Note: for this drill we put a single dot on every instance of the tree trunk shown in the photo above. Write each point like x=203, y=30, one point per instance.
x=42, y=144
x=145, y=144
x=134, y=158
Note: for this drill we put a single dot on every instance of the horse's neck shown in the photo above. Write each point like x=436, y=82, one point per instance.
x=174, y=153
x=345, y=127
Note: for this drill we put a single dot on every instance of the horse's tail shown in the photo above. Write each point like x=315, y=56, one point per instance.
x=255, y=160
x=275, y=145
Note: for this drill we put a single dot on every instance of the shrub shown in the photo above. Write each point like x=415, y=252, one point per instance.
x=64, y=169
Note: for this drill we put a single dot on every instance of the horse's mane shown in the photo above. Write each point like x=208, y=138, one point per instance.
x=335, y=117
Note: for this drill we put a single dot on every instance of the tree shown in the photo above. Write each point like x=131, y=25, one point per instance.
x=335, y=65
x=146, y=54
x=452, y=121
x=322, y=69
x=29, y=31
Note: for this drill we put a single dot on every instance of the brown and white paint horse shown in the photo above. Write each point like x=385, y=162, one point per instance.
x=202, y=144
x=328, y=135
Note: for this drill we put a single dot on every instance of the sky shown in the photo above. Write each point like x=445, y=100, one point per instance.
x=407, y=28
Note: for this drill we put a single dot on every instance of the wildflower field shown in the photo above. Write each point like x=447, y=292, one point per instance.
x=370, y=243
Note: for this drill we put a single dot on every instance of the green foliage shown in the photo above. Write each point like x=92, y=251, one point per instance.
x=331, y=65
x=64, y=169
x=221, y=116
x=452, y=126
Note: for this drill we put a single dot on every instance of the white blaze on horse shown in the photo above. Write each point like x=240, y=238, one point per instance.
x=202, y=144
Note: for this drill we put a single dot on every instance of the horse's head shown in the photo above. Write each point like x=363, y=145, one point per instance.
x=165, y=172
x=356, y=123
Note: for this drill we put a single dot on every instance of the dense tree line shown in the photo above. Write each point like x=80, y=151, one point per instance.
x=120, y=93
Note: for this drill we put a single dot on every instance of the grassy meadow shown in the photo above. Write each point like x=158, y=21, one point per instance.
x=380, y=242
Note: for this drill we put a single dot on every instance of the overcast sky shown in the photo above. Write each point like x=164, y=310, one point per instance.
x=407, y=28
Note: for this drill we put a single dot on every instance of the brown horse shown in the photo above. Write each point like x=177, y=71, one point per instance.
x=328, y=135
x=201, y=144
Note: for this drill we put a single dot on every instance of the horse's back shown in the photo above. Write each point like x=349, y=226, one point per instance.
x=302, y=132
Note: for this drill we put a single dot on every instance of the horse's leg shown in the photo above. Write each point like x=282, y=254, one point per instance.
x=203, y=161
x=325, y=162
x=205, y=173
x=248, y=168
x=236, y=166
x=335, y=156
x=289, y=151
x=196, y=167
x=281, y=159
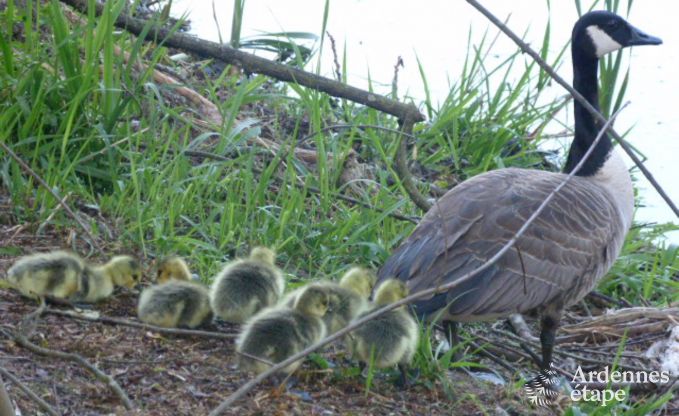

[What is being asked]:
Reproduce all of the material above line for line, without any alteration, and omit the picture from your copy.

[Finished answer]:
Note: for this drill we put a single dot on every instance of the tree trunk shown in the photo above. Write each point like x=203, y=30, one point per instance.
x=42, y=144
x=145, y=144
x=134, y=158
Note: for this drill we put a single dot on every instance of the horse's neck shown in the photo above. Write each point like x=436, y=82, one point per instance.
x=174, y=153
x=345, y=127
Note: for this drill we put a single dot on every instance of the horse's tail shown in the photo above. Write each point like x=315, y=56, one point per instance.
x=255, y=160
x=275, y=145
Note: for this drill we put a single dot on every instance of the shrub shown in the photo above. Write each point like x=415, y=252, one point per instance.
x=64, y=169
Note: for this drill we put a single dot on every instance of the horse's mane shown in the photo above. Write each point like x=208, y=138, one point per instance.
x=335, y=117
Note: for this drill we put a single dot on every instance of the tree shown in the photo above. Write each point like x=131, y=25, one point per instance.
x=335, y=65
x=146, y=54
x=452, y=121
x=322, y=69
x=29, y=31
Note: for this drill we put a single dot on every instance of the brown and white paint horse shown in the photo above. Write each point like x=385, y=162, one point per instance.
x=202, y=144
x=328, y=135
Note: for this drill we put a single dot on every instance of the sky shown in the photo above. Write each point like x=445, y=100, one point per instance.
x=407, y=28
Note: for this drill we put a single dot on every instance of the wildflower field shown in the photo above. Write each point like x=447, y=292, one point per instance.
x=370, y=243
Note: for this drill we put a single dot on every instance of the green foliage shown in the photo above. Write each point like x=92, y=251, one point per instance.
x=331, y=65
x=64, y=169
x=221, y=116
x=452, y=126
Note: for this drill we put a single dot on every instance of the white blaze on horse shown in the photo above. Write each point like x=240, y=238, one point per instance.
x=202, y=144
Note: for this drill we put a single dot on every instance of the horse's head shown in the photo above. Write each point like x=363, y=145, one point per instance.
x=165, y=172
x=356, y=123
Note: for this drill we put a single dot on every instance of the dense tree line shown in the photo above. Write each point like x=80, y=151, one point per instance.
x=120, y=93
Note: for this drill we put a single dot on every instance of the grassy meadow shown in the photo above. Write each point like x=158, y=21, one point per instance.
x=380, y=242
Note: for this drill we put a single dot on every instance of the overcast sky shown in the photo above. Write each point like x=164, y=310, one point per instance.
x=407, y=28
Note: for this drill we put a single dot on every instance of the brown horse shown in the photo above. Write each point like x=177, y=71, one point per instance.
x=328, y=135
x=201, y=144
Note: for this drill we put a single dot on every instance of the horse's back shown in the photo above. Write each point like x=349, y=226, one point per instance.
x=302, y=132
Note: for this drill we put a single dot on every instance of the horse's leg shown in the photo above. Write each point like x=282, y=254, one point per instance.
x=203, y=161
x=325, y=162
x=205, y=173
x=248, y=168
x=236, y=166
x=335, y=156
x=289, y=151
x=196, y=167
x=281, y=159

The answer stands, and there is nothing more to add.